** Work order **
Print each record below exactly as it appears.

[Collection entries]
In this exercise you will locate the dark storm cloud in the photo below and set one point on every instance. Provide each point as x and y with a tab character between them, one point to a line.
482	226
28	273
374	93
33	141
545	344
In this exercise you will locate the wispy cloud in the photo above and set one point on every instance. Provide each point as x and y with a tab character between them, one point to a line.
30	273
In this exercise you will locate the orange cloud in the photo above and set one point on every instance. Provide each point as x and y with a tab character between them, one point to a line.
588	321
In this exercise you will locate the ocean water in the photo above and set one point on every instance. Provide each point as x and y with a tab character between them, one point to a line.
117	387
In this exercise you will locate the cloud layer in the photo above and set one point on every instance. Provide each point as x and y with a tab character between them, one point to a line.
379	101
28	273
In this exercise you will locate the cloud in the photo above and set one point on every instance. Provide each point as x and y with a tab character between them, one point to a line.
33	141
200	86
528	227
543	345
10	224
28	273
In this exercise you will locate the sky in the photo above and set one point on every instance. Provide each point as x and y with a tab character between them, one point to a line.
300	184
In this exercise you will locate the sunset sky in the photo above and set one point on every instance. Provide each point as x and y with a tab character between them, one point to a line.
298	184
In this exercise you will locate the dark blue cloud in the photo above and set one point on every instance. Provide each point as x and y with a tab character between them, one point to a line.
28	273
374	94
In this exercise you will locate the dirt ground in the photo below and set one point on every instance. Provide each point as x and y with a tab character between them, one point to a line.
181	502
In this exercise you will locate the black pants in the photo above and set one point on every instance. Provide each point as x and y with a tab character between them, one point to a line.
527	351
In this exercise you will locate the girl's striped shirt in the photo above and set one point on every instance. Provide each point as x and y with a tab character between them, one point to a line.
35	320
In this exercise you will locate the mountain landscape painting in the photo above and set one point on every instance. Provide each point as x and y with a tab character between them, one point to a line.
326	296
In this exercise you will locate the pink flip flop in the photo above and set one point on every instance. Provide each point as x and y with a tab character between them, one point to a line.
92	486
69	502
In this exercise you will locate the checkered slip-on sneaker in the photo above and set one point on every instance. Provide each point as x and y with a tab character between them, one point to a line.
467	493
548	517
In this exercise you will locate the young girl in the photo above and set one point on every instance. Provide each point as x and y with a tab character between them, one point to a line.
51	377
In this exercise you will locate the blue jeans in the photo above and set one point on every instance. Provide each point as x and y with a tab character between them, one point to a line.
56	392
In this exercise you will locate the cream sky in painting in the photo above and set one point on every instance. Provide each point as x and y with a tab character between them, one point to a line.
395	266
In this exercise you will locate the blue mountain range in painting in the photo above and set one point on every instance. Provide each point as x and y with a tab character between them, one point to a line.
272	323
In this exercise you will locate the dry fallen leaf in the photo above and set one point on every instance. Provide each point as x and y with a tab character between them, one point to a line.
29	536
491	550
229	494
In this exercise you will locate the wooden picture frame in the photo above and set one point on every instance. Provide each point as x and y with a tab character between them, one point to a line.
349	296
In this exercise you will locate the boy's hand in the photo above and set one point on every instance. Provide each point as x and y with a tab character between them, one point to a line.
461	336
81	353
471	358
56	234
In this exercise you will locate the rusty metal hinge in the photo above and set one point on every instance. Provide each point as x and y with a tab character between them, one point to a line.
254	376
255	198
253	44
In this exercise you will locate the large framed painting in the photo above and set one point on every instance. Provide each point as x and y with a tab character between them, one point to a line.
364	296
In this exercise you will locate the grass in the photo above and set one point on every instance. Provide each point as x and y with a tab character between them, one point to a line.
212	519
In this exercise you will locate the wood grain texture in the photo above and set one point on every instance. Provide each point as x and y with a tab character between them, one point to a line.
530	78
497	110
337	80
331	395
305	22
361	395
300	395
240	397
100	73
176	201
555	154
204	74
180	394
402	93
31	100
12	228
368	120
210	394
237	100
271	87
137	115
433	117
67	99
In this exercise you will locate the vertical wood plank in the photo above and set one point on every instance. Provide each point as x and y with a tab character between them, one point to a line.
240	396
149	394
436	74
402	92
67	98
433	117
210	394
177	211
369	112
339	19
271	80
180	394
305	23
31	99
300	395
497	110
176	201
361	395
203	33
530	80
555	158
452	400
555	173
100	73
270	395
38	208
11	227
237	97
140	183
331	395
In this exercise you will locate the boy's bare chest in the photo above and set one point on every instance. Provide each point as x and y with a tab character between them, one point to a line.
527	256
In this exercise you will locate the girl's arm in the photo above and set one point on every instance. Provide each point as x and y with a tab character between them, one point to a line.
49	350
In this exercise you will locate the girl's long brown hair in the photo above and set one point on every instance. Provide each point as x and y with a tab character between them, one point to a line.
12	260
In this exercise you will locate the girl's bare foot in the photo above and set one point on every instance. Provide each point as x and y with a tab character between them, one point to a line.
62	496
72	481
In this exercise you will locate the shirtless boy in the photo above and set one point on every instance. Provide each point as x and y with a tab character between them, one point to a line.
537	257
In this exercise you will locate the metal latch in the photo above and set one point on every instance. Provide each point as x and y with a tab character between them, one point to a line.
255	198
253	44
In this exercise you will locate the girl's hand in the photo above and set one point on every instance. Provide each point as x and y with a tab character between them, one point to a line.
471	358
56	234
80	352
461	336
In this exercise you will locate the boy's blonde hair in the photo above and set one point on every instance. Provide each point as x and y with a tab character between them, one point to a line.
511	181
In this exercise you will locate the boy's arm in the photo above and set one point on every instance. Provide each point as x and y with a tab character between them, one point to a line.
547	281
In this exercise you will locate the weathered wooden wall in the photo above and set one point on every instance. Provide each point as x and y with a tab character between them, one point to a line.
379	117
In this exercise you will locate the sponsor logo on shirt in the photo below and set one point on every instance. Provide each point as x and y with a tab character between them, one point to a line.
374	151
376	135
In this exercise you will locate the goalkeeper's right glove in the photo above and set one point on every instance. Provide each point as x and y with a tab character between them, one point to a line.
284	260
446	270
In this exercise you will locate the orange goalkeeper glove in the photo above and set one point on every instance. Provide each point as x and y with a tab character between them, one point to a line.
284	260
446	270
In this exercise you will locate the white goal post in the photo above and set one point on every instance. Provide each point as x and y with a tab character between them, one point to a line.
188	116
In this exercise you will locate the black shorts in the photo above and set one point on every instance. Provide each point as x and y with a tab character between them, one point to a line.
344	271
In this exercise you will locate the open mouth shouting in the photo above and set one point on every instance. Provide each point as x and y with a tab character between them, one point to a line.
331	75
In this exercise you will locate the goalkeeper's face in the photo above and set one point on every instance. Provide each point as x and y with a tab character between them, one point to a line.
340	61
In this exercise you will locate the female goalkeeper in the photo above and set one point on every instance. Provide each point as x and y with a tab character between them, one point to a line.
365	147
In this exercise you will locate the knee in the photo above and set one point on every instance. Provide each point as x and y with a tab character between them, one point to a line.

** Task response **
In this exercise you will locate the dark storm cloud in the photo below and set one point on every instance. Provide each point as x and y with a tab character between them, one point to a line.
482	226
28	273
374	93
33	141
545	344
In this exercise you will locate the wispy cloud in the photo above and set one point on every instance. Provide each point as x and y with a tab character between them, one point to a line.
30	273
In this exercise you will locate the orange cloud in the photo above and set one point on every instance. Provide each point as x and y with a tab character between them, one point to a line.
588	321
In this exercise you will locate the ocean water in the photo above and set one point on every instance. Provide each point as x and y with a tab character between them, one point to a line.
117	387
In this exercise you will locate the cloud layer in the photo above and set one point on every instance. Provide each point as x and y with a tab character between them, one point to a line.
379	101
28	273
In this exercise you will locate the cloud in the photo above and set one point on every instance. Provide each point as x and y with a tab character between them, one point to a line.
33	141
200	86
528	227
543	345
10	224
28	273
In this exercise you will locate the sky in the photo above and set one point on every instance. Provide each point as x and y with a tab character between them, one point to a line.
300	184
In this exercise you will locate the sunset sky in the photo above and set one point on every instance. Provide each point as x and y with a tab character between them, one point to a line.
298	184
In this exercise you will locate the dark blue cloud in the photo above and set one point on every instance. Provide each point as x and y with a tab character between them, one point to a line.
28	273
374	94
In this exercise you will locate the dirt ground in the photo below and set one point on every instance. Provide each point as x and y with a tab character between them, one point to a line.
181	502
In this exercise you will locate the black pants in the photo above and set one point on every instance. Provide each point as x and y with a tab character between them, one point to a line.
527	351
In this exercise you will locate the girl's striped shirt in the photo above and set one point on every instance. Provide each point as x and y with a tab character between them, one point to a line.
35	320
In this exercise you will locate the mountain landscape painting in the photo above and set one point on every instance. Provide each point as x and y with a tab character between them, one point to a line.
326	296
In this exercise you will locate the pink flip flop in the photo above and set one point on every instance. Provide each point as x and y with a tab character between them, one point to a line.
92	486
69	502
In this exercise you will locate the checkered slip-on sneaker in the photo above and set one point on every instance. Provide each point as x and y with a tab character between them, one point to a line.
467	493
548	517
In this exercise you will locate the young girl in the photo above and set one point on every instance. Provide each point as x and y with a tab character between them, one point to a line.
51	377
In this exercise you will locate the blue jeans in the photo above and set one point on every instance. Provide each point as x and y with a tab character between them, one point to a line.
56	392
In this exercise you will locate the cream sky in painting in the photo above and set one point on every instance. Provide each point as x and y with a tab character between them, one point to a line.
395	266
In this exercise you will locate the blue mountain range in painting in the photo above and set one point on every instance. Provide each point as x and y with a tab character between them, one point to a line.
272	323
In this exercise you will locate the dry fallen leaf in the photo above and set one point on every instance. Provide each point as x and y with a tab character between them, one point to a line.
29	536
491	550
229	494
In this exercise you will locate the wooden picture frame in the photo above and set one point on every instance. Provide each point as x and y with a tab character between them, one point to a line.
349	296
In this exercise you will locate the boy's hand in the photo above and set one point on every instance. Provide each point as x and y with a tab character between them, one point to a line.
461	336
81	353
471	358
56	234
In this exercise you will locate the rusty metal hinge in the photo above and set one point on every instance. Provide each point as x and y with a tab character between them, one point to a line.
254	376
255	198
253	44
In this exercise you will locate the large framed painting in the photo above and set one point on every instance. Provide each point as x and y with a tab character between them, one point to a line.
364	296
In this exercise you will locate the grass in the photo above and set one point on every instance. Provide each point as x and y with a tab character between them, one point to a line.
212	519
In this exercise you will locate the wood grain texture in the photo above and set one point on every instance. Provide each point as x and y with a tab character between them, one point to a line.
530	78
497	110
337	80
331	395
305	22
361	395
300	395
240	397
100	73
176	201
555	154
204	74
180	394
402	93
31	100
12	228
368	120
210	394
237	100
271	87
137	115
433	117
67	99
In this exercise you will locate the vertical wood plank in the photo above and set one point on every instance. Provide each point as x and y with a tab character between them, one point to a line.
240	396
149	394
436	74
402	92
67	98
433	117
210	394
177	211
369	112
339	19
271	80
180	394
305	23
31	99
300	395
497	110
176	201
361	395
203	33
530	80
555	158
452	400
555	173
100	73
270	395
38	208
11	227
237	97
140	183
331	395
In this exercise you will locate the boy's bare chest in the photo above and set one point on every instance. Provide each point as x and y with a tab character between them, one point to a line.
527	256
In this exercise you will locate the girl's arm in the photo above and set one point on every instance. Provide each point as x and y with a tab character between them, one point to a line.
49	350
In this exercise you will locate the girl's long brown hair in the photo above and set one point on every instance. Provide each point as x and y with a tab character between them, one point to a line.
12	260
In this exercise you will locate the girl's bare foot in the photo above and set one point on every instance. Provide each point as x and y with a tab character between them, one point to a line.
62	496
72	481
In this exercise you will locate the shirtless boy in the photo above and set one point on every instance. Provide each point as x and y with a tab character between them, one point to a line.
537	257
In this exercise you will locate the metal latch in the photo above and set one point on every instance. Provide each point as x and y with a tab character between them, one point to a line.
255	198
253	44
In this exercise you will locate the girl's hand in the photo above and set one point on every instance. Provide each point as x and y with a tab character between them, one point to a line.
471	358
56	234
80	352
461	336
In this exercise you will locate the boy's blonde hair in the photo above and set one point on every instance. Provide each point as x and y with a tab character between them, one point to a line.
511	181
In this exercise you will locate the boy's arm in the photo above and set one point on every instance. Provide each point as x and y with a tab character between them, one point to a line.
547	281
In this exercise you will locate the weathered wooden wall in the photo above and set one point on every instance. Provide each point as x and y with a tab character between them, one point to a line.
379	117
In this exercise you will locate the sponsor logo on shirt in the photo below and set one point on every instance. Provide each point as x and y with a tab character between them, one point to a line.
374	151
376	135
In this exercise you will locate the goalkeeper's right glove in the photo above and set one point on every instance. Provide each point as x and y with a tab character between them, one point to a line.
284	260
446	270
In this exercise you will locate the orange goalkeeper glove in the photo above and set one point on every instance. Provide each point as x and y with a tab character between them, one point to a line.
284	260
446	270
In this exercise you will locate the white goal post in the photo above and set one point on every instance. Provide each point as x and y with a tab character between them, one point to a line.
188	116
In this exercise you will locate the black shorts in the photo above and set one point on every instance. Provide each point as x and y with a tab character between them, one point to a line.
344	271
In this exercise you will locate the open mouth shouting in the photo above and set one point on every instance. Provide each point as x and y with a tab character between them, one point to a line.
331	75
In this exercise you will locate the goalkeeper's face in the photo above and set one point on every instance. Provide each point as x and y with a tab character between them, one point to a line.
340	61
In this exercise you will locate the female goalkeeper in the photo above and set one point on every instance. Provide each point as x and y with a tab character between them, one point to a line.
365	147
In this exercise you will locate the knee in the photo above and set one point on every instance. Provide each point as x and y with a tab character between them, one point to a line.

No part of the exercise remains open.